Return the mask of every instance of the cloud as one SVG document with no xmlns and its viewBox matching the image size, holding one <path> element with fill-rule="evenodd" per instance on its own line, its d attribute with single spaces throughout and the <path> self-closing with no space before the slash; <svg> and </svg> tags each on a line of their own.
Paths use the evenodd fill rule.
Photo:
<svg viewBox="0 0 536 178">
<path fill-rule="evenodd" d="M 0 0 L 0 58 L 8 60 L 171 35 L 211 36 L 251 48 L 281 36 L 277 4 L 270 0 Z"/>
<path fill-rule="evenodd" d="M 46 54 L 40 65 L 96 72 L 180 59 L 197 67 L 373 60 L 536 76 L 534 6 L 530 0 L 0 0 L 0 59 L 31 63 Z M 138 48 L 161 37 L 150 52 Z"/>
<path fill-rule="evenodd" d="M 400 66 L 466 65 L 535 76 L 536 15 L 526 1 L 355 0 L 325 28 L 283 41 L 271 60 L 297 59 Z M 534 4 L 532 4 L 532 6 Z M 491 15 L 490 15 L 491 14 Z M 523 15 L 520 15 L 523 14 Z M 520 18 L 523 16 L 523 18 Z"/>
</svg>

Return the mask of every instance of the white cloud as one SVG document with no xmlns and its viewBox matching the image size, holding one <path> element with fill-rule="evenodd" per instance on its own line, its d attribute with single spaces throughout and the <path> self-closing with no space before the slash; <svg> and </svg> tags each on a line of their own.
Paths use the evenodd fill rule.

════════

## Exercise task
Reproduce all of the rows above word for word, line by line.

## Exercise response
Return the mask of every instance of the cloud as one SVG document with no xmlns and its viewBox matching the image size, holding one <path> element with fill-rule="evenodd" per instance on its own line, its d attribute with single spaces throughout and the <path> self-closing with no space before the slash; <svg> and </svg> tags each on a line of their own.
Paths use the evenodd fill rule.
Photo:
<svg viewBox="0 0 536 178">
<path fill-rule="evenodd" d="M 0 0 L 0 58 L 8 60 L 171 35 L 211 36 L 251 48 L 281 36 L 277 4 L 270 0 Z"/>
<path fill-rule="evenodd" d="M 46 54 L 40 65 L 96 72 L 180 59 L 197 67 L 373 60 L 536 76 L 534 6 L 530 0 L 0 0 L 0 59 L 31 63 Z M 138 48 L 161 37 L 150 52 Z"/>
<path fill-rule="evenodd" d="M 400 66 L 466 65 L 535 76 L 536 15 L 526 1 L 355 0 L 325 28 L 283 41 L 271 60 L 297 59 Z M 534 4 L 532 4 L 532 6 Z M 491 15 L 490 15 L 491 14 Z M 523 15 L 520 15 L 523 14 Z M 520 18 L 523 16 L 523 18 Z"/>
</svg>

Return the mask of every instance of the white cloud as one SVG document with no xmlns and its viewBox matching the image size, holding one <path> element with fill-rule="evenodd" per instance on its own line, its d attribute with single spaces throughout and the <path> self-closing with no space before the slash; <svg> and </svg> tags each on a line of their own.
Paths use the evenodd fill rule.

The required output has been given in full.